* **TEXTAUSZUG**:
==*==
Obwohl alle genannten Fragebögen eine gute Qualität aufweisen, fanden wir sie nicht passend für die Evaluation der BYTE Challenge, da wir unseren Schwerpunkt nicht auf die User Experience [79] legen und eine Zielgruppe haben, die zu jung ist, um z. B. nach der Anwendbarkeit im beruflichen Alltag [12] gefragt zu werden. Zudem schätzen wir den FLIPPY [11] oder das TEI [12] als zu lang ein für unsere Kurse, die Schüler:innen kostenlos und unentgeltlich in ihrer Freizeit absolvieren. Hier vermuteten wir eine zu hohe Abbruchrate, die zu sehr lückenhaften und damit schwer verwertbaren Datensätzen führen könnte. Außerdem wollen wir gerne zukünftige Evaluationsergebnisse mit der Evaluation vom Jahr 2021 [3] vergleichen können. Daher war es uns wichtig, die gleichen Bereiche (Interesse, Schwierigkeit, Inhalt, Gesamteindruck) [3] anzusprechen.
Aus diesem Grund entschieden wir uns dafür, eigene Fragebogen-Items zu entwickeln. Schnell befanden wir uns in einem Zwiespalt zwischen theoretischen Ansprüchen und gewünschter Praktikabilität. Uns war es wichtig, am Intervallskalenniveau und der Kürze unseres bisherigen Fragebogens festzuhalten. Daher entschieden wir uns als Praxislösung dafür, auf die Antwortskalen von Rohrmann [13] zurückzugreifen (siehe Tab. 1 und Abb. 1). Hierbei handelt es sich um einfache, leicht verständliche Antwortoptionen in deutscher Sprache. Der große Vorteil besteht darin, dass die Antwortoptionen trotz ihrer verbalen statt numerischen Darstellung und auch bei der Verwendung als einzelne Items annähernd ein Intervallskalenniveau aufweisen [13]. Dank des Intervallskalenniveaus können wir also demnächst auch das Feedback mit inferenzstatistischen Methoden (z. B. t‑Tests oder Varianzanalysen) auswerten [4].
==*==
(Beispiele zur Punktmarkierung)
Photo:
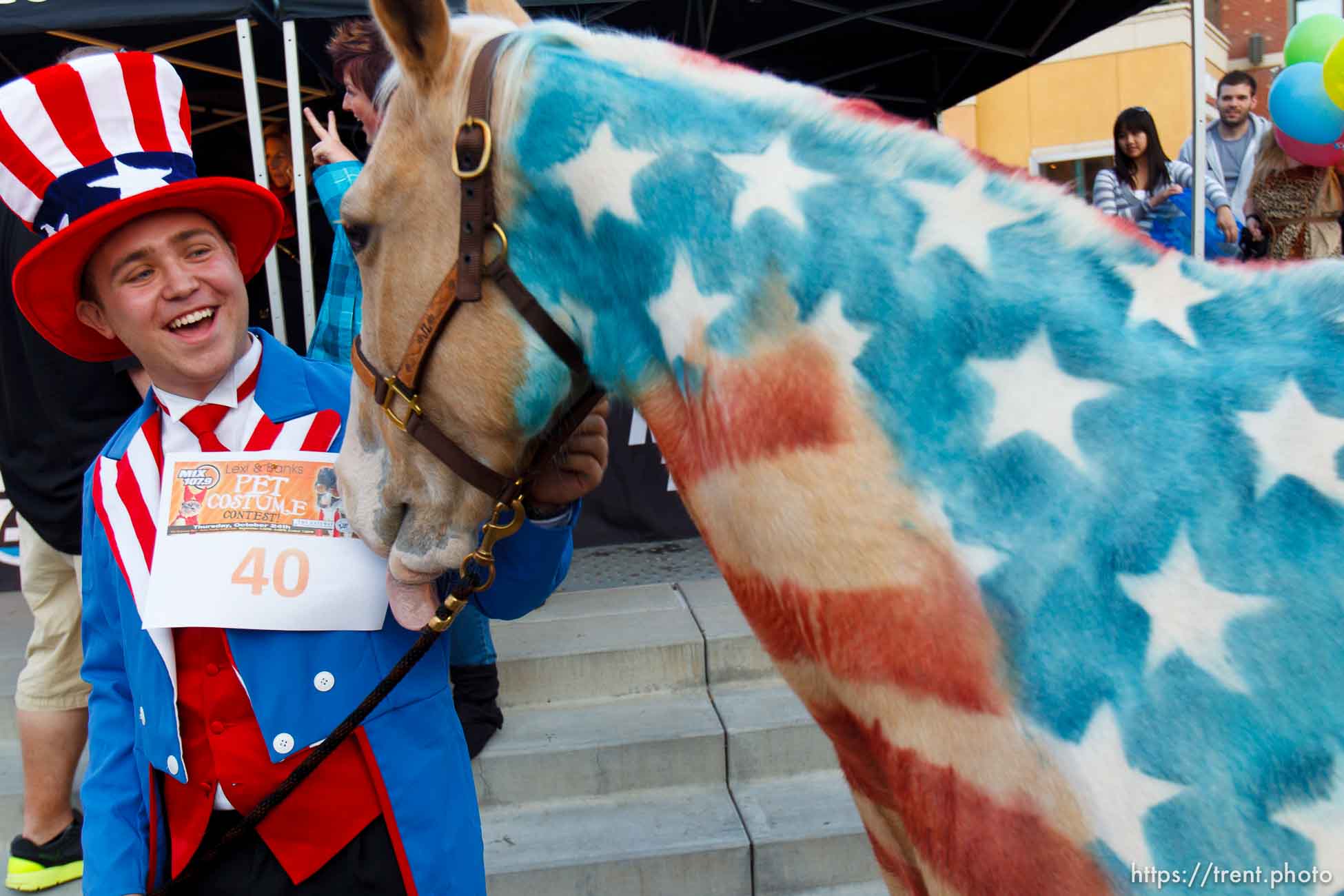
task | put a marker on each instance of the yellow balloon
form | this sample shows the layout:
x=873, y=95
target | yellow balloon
x=1334, y=73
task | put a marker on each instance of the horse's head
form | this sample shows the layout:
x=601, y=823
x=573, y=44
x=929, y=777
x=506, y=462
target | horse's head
x=403, y=219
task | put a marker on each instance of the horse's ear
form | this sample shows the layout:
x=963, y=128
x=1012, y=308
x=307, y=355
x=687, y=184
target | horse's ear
x=509, y=10
x=417, y=34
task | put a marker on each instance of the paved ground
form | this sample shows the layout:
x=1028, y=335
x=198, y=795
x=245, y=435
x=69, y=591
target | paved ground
x=648, y=563
x=604, y=567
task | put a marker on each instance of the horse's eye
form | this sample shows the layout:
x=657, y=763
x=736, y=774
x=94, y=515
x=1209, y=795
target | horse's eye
x=358, y=237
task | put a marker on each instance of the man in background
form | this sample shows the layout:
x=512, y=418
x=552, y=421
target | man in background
x=55, y=413
x=1234, y=139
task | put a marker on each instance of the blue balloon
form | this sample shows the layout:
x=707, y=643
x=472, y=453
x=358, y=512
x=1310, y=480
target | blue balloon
x=1301, y=108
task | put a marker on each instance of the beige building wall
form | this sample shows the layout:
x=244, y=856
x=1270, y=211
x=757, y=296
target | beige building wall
x=1072, y=100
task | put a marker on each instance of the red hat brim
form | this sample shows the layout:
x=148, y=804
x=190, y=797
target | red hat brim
x=46, y=283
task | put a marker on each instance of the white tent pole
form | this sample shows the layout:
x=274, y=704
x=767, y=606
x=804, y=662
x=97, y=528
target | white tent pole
x=1199, y=77
x=296, y=137
x=249, y=68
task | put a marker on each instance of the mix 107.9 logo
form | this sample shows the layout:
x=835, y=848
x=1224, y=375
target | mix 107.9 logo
x=8, y=531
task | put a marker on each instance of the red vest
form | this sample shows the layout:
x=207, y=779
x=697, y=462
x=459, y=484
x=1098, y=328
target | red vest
x=223, y=744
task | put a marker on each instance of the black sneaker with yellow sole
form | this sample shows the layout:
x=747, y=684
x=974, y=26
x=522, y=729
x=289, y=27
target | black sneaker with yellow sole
x=54, y=863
==*==
* **AUFGABEN**:
1. Welche vier Bereiche wollte man laut Textauszug wie bei der Evaluation vom Jahr 2021 ansprechen?
2. Geben Sie aus den Datensätzen nur alles von der Zeile mit „the red vest“ bis hinunter zur Zeile mit „x=223, y=744“ einschließlich dieser beiden Zeilen erneut aus, die Aufforderungen inbegriffen. Skalieren Sie dabei jede Koordinate in den Lösungen mit dem Faktor 2,2 und runden Sie auf ganze Zahlen, wobei Hälften aufgerundet werden.

* **LÖSUNGEN DER AUFGABEN**:
1. Interesse, Schwierigkeit, Inhalt und Gesamteindruck.

2.
task | put a marker on each instance of the red vest
form | this sample shows the layout:
x=207, y=779
x=697, y=462
x=459, y=484
x=1098, y=328
target | red vest
x=491, y=1637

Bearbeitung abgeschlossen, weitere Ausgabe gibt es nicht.